--- begin GIVEN PASSAGE ---
Hope this clarifies,
Rusty.
--
Hacking time.

================
Hi all,

BUG: thread 1 is doing poll() on an fd, thread 2 closes it,
and thread 1 doesn't wake up. Included is a small test program and
Makefile.

Simply waking up everyone polling on a filp on every close
would suck for performance, so I only wake up those waiting with the
same struct files_struct (ie. those sharing the file table).
Unfortunately, the wait queue is not in the common part of the inode,
so this needs to be implemented for every pollable device. I have
only implemented it for sockets, pipes and fifos.

Before patch:
rusty@unpatched$ sudo make
UDP test
unwoken child: SUCCESS
FAILED: didn't wake me
unwoken: SUCCESS
TCP test
unwoken child: SUCCESS
FAILED: didn't wake me
unwoken: SUCCESS
RAW test
unwoken child: SUCCESS
FAILED: didn't wake me
unwoken: SUCCESS
PIPE test
unwoken child: SUCCESS
FAILED: didn't wake me
unwoken: SUCCESS
FIFO test
unwoken child: SUCCESS
FAILED: didn't wake me
unwoken: SUCCESS
CHARDEV test
unwoken child: SUCCESS
FAILED: didn't wake me
unwoken: SUCCESS

After patch:
rusty@patched $ sudo make
cc -Wall -W -o polltest polltest.c -lpthread
UDP test
woken: SUCCESS
unwoken: SUCCESS
unwoken child: SUCCESS
TCP test
woken: SUCCESS
unwoken: SUCCESS
unwoken child: SUCCESS
RAW test
woken: SUCCESS
unwoken: SUCCESS
unwoken child: SUCCESS
PIPE test
woken: SUCCESS
unwoken: SUCCESS
unwoken child: SUCCESS
FIFO test
woken: SUCCESS
unwoken: SUCCESS
unwoken child: SUCCESS
CHARDEV test
unwoken: SUCCESS
unwoken child: SUCCESS
FAILED: didn't wake me

Cheers,
Rusty.
--- end GIVEN PASSAGE ---
** WRITTEN REQUEST A **
According to the bug report, for which kinds of devices was the fix implemented?
** WRITTEN REQUEST B **
Reproduce the bug report's text from "BUG: thread 1" up to and including "the file table).".
--- begin EXTRACTED DATA ---
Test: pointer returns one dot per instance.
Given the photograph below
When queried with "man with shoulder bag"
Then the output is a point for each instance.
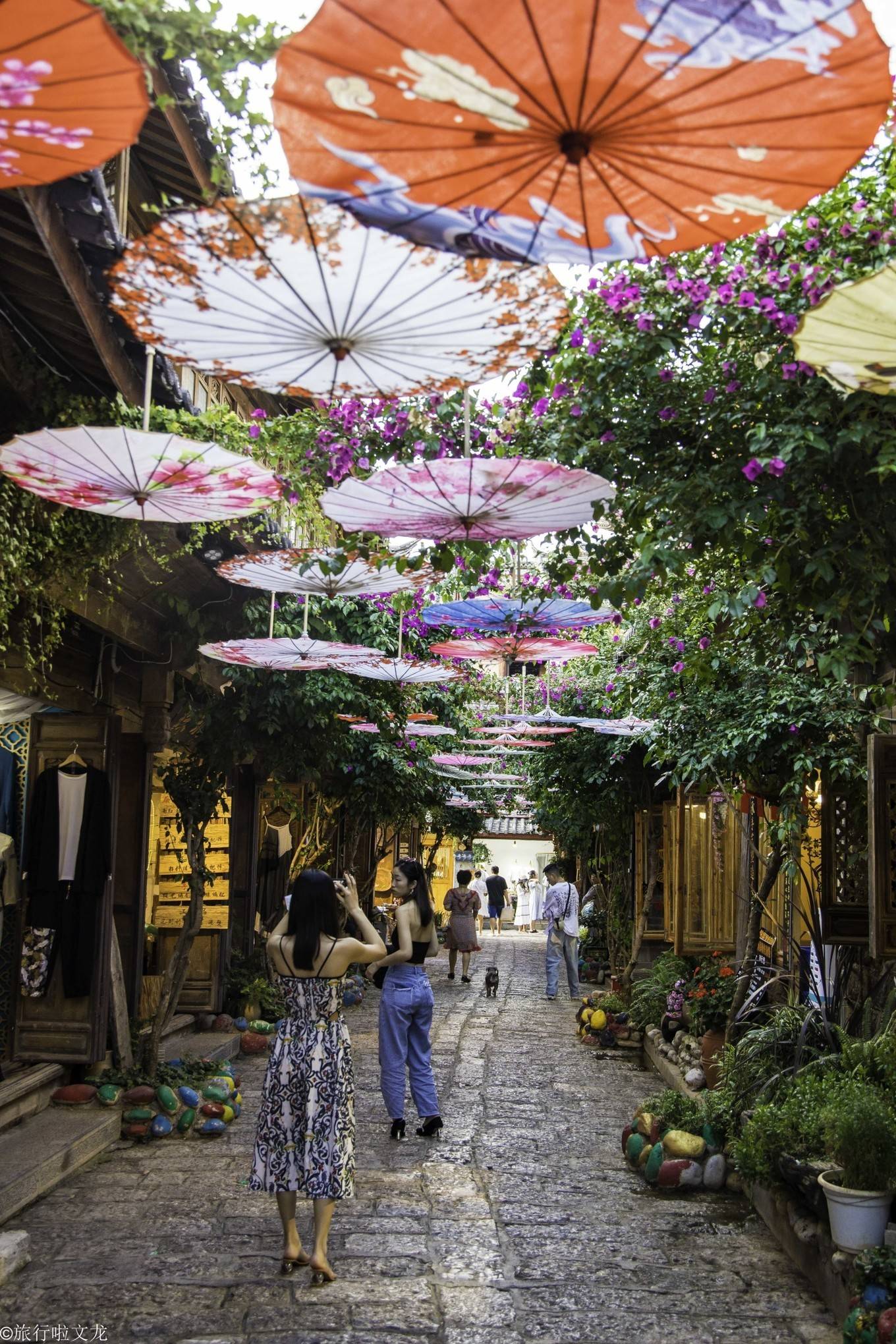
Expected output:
(562, 913)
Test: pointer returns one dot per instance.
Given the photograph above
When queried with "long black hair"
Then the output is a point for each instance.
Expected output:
(414, 872)
(314, 909)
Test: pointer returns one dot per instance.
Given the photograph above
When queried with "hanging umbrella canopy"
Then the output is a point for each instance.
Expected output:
(308, 572)
(851, 337)
(513, 648)
(401, 671)
(72, 96)
(630, 727)
(505, 613)
(628, 124)
(287, 655)
(130, 474)
(298, 297)
(487, 499)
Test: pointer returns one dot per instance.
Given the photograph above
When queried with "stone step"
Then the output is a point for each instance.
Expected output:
(46, 1148)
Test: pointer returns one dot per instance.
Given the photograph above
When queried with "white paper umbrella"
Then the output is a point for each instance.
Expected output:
(298, 297)
(133, 474)
(401, 671)
(288, 655)
(301, 572)
(488, 499)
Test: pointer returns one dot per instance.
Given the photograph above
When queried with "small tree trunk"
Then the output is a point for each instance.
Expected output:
(177, 968)
(754, 925)
(641, 924)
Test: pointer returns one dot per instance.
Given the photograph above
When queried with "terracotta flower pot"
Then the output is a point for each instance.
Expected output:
(711, 1048)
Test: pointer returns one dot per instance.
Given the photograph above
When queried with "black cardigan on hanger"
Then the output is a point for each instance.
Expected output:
(41, 850)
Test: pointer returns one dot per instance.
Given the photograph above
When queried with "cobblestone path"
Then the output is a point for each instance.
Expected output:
(522, 1225)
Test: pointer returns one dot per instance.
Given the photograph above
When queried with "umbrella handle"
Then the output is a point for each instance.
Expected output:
(151, 360)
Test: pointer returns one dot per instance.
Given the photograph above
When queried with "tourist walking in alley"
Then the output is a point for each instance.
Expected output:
(562, 913)
(305, 1137)
(406, 1005)
(499, 898)
(462, 905)
(483, 893)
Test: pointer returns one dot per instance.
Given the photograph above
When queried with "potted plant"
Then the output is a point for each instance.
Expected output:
(860, 1134)
(710, 996)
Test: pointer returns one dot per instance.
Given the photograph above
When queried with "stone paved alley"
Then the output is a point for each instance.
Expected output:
(522, 1225)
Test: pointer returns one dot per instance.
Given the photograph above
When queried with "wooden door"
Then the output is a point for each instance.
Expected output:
(57, 1028)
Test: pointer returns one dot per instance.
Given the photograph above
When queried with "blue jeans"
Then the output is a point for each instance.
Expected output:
(406, 1017)
(570, 953)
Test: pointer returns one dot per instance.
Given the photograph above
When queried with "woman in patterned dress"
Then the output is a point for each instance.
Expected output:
(305, 1137)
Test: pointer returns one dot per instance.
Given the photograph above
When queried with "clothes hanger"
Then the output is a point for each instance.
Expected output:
(73, 758)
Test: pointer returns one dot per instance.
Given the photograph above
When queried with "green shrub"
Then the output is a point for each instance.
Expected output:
(649, 995)
(860, 1134)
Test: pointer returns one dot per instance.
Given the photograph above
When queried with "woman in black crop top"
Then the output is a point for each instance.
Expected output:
(406, 1007)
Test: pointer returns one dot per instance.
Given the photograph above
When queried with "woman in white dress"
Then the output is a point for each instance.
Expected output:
(523, 918)
(536, 898)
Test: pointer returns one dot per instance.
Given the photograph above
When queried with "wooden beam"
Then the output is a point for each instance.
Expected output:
(182, 132)
(47, 221)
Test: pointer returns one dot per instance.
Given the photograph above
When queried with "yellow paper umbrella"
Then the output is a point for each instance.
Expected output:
(851, 338)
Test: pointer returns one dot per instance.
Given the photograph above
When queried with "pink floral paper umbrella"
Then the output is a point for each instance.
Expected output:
(401, 673)
(288, 655)
(513, 648)
(315, 573)
(487, 499)
(133, 474)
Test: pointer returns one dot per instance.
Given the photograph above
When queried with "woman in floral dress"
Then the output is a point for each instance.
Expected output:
(462, 905)
(305, 1137)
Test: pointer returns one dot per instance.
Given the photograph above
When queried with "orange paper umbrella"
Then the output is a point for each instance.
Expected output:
(72, 94)
(584, 132)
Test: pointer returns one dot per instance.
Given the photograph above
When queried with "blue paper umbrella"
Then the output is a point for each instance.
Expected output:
(512, 613)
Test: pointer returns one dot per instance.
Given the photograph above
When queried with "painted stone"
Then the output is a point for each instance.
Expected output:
(139, 1116)
(887, 1326)
(73, 1094)
(139, 1096)
(711, 1138)
(211, 1127)
(691, 1177)
(186, 1120)
(653, 1164)
(679, 1144)
(167, 1100)
(252, 1044)
(714, 1173)
(633, 1148)
(669, 1173)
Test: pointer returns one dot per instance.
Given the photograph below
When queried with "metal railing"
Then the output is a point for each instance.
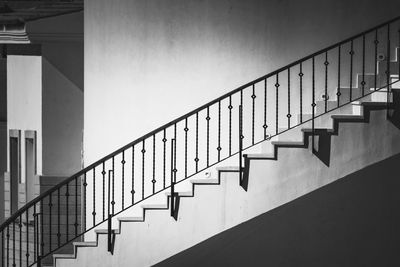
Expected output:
(268, 106)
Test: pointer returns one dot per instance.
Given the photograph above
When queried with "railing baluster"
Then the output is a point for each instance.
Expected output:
(301, 74)
(219, 131)
(67, 212)
(363, 68)
(143, 158)
(196, 159)
(154, 164)
(388, 72)
(253, 96)
(265, 126)
(58, 218)
(186, 129)
(208, 136)
(123, 180)
(103, 173)
(277, 103)
(20, 240)
(326, 63)
(289, 115)
(338, 89)
(376, 42)
(230, 125)
(164, 140)
(50, 215)
(133, 173)
(94, 197)
(313, 103)
(76, 206)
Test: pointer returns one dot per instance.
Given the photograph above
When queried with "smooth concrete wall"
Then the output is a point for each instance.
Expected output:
--- end EXTRACTED DATA ---
** TASK RESULT A **
Sockets, pipes and fifos.

** TASK RESULT B **
BUG: thread 1 is doing poll() on an fd, thread 2 closes it,
and thread 1 doesn't wake up. Included is a small test program and
Makefile.

Simply waking up everyone polling on a filp on every close
would suck for performance, so I only wake up those waiting with the
same struct files_struct (ie. those sharing the file table).